TO DO
Please transcribe, word for word, the line containing "Pick out each instance of the yellow" and every line after it through the end of the records below, and nothing else.

Photo-based referring expression data
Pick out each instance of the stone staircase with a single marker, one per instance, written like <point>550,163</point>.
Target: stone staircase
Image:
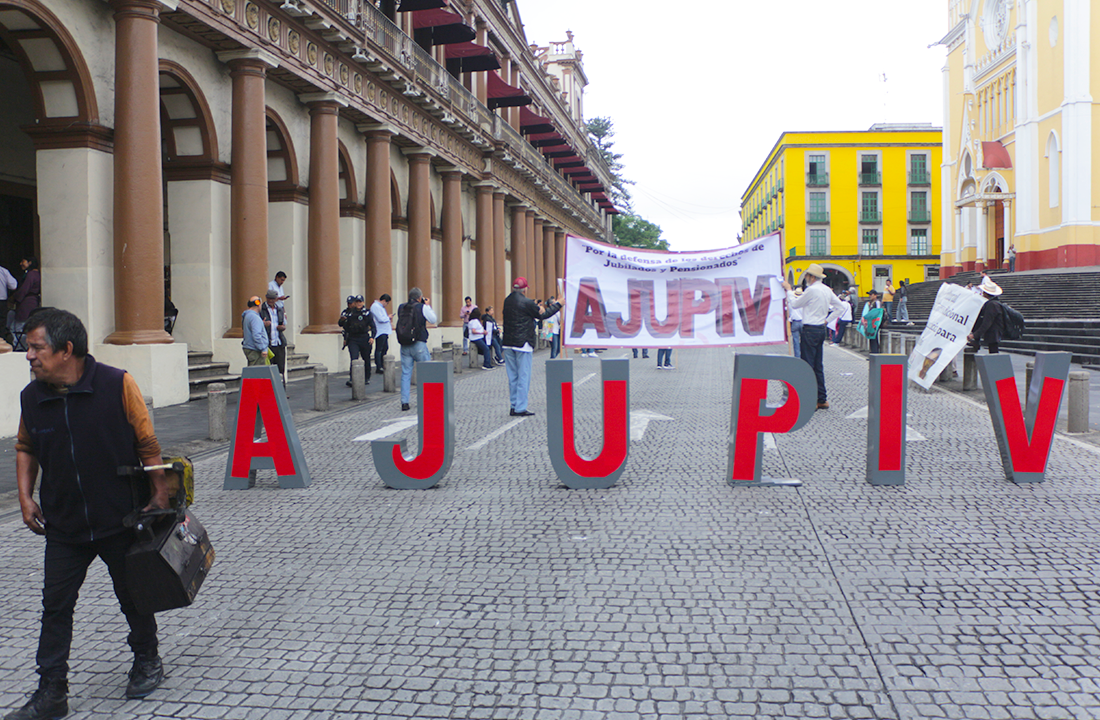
<point>1062,310</point>
<point>202,372</point>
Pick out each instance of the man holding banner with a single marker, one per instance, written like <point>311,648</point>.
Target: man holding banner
<point>820,307</point>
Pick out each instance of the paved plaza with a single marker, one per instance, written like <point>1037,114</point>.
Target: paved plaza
<point>499,594</point>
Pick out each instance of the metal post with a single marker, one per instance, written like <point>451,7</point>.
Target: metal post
<point>1079,401</point>
<point>391,375</point>
<point>969,369</point>
<point>320,388</point>
<point>149,406</point>
<point>358,379</point>
<point>217,400</point>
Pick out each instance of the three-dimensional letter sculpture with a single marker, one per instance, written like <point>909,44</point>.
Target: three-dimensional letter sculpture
<point>262,392</point>
<point>603,471</point>
<point>1024,438</point>
<point>436,410</point>
<point>749,420</point>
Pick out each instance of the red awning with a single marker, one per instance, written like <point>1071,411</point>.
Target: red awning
<point>531,123</point>
<point>471,57</point>
<point>994,155</point>
<point>502,95</point>
<point>411,6</point>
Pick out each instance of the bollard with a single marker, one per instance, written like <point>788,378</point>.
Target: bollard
<point>217,399</point>
<point>1079,401</point>
<point>391,376</point>
<point>321,388</point>
<point>358,379</point>
<point>969,369</point>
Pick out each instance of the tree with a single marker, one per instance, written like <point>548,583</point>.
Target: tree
<point>602,130</point>
<point>637,232</point>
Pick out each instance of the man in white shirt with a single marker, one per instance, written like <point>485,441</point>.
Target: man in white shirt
<point>8,283</point>
<point>383,329</point>
<point>820,307</point>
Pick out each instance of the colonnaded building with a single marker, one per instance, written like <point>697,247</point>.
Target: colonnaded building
<point>1021,143</point>
<point>858,202</point>
<point>196,147</point>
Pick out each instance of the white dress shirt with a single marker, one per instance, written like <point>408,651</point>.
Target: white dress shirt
<point>820,305</point>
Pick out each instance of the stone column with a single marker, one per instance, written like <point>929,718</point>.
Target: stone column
<point>549,278</point>
<point>518,243</point>
<point>484,273</point>
<point>139,200</point>
<point>323,247</point>
<point>536,263</point>
<point>501,284</point>
<point>559,245</point>
<point>248,180</point>
<point>448,306</point>
<point>419,217</point>
<point>380,273</point>
<point>528,268</point>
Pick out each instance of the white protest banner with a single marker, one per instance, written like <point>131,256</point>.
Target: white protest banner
<point>953,316</point>
<point>625,297</point>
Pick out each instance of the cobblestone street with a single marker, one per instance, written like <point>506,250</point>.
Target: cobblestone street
<point>502,595</point>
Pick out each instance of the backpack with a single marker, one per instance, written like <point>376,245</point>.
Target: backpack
<point>1013,323</point>
<point>409,323</point>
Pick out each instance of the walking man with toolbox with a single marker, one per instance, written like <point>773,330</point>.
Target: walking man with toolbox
<point>80,422</point>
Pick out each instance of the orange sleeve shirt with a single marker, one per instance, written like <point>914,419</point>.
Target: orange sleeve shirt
<point>136,413</point>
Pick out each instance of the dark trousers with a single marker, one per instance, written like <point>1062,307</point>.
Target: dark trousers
<point>813,352</point>
<point>361,345</point>
<point>279,360</point>
<point>381,347</point>
<point>66,566</point>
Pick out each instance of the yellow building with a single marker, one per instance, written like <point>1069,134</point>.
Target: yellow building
<point>861,203</point>
<point>1020,143</point>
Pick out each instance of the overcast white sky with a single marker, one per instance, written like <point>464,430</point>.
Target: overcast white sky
<point>700,91</point>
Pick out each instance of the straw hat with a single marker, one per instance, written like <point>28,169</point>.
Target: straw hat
<point>990,288</point>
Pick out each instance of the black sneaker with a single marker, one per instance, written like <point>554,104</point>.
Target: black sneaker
<point>145,676</point>
<point>48,702</point>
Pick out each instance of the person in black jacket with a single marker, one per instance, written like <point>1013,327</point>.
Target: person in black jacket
<point>989,324</point>
<point>80,421</point>
<point>359,333</point>
<point>519,317</point>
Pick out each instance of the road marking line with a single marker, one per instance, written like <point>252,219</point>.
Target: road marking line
<point>496,433</point>
<point>395,427</point>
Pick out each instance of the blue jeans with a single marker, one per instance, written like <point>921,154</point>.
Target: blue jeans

OUTPUT FOR THIS EXERCISE
Pick out each instance of the yellow building with a single marker, one per instance, written like <point>1069,134</point>.
Target: yellow building
<point>861,203</point>
<point>1020,143</point>
Pick out each instance of the overcast white sky with a single marker, one per instance, written like <point>464,430</point>.
Target: overcast white sky
<point>700,91</point>
Pick out each instance of the straw hat with a single marker, one per instance, written like <point>28,169</point>.
Target: straw hat
<point>990,288</point>
Pick out each instance of the black sneaker with a single marker, one per instance, written like <point>554,104</point>.
Target: black sneaker
<point>145,676</point>
<point>48,702</point>
Pick out each instance of the person in black jacket with a single marker, one per instance, written like <point>1013,327</point>.
Target: person in black jacket
<point>989,324</point>
<point>80,421</point>
<point>359,333</point>
<point>519,317</point>
Pick out each instance of the road marking line with a single marker, one per instance, written like <point>252,219</point>.
Target: road marking line
<point>496,433</point>
<point>395,427</point>
Pick out each instance of the blue jeans with a single marker, one per instance, written like <point>921,154</point>.
Target: blue jeans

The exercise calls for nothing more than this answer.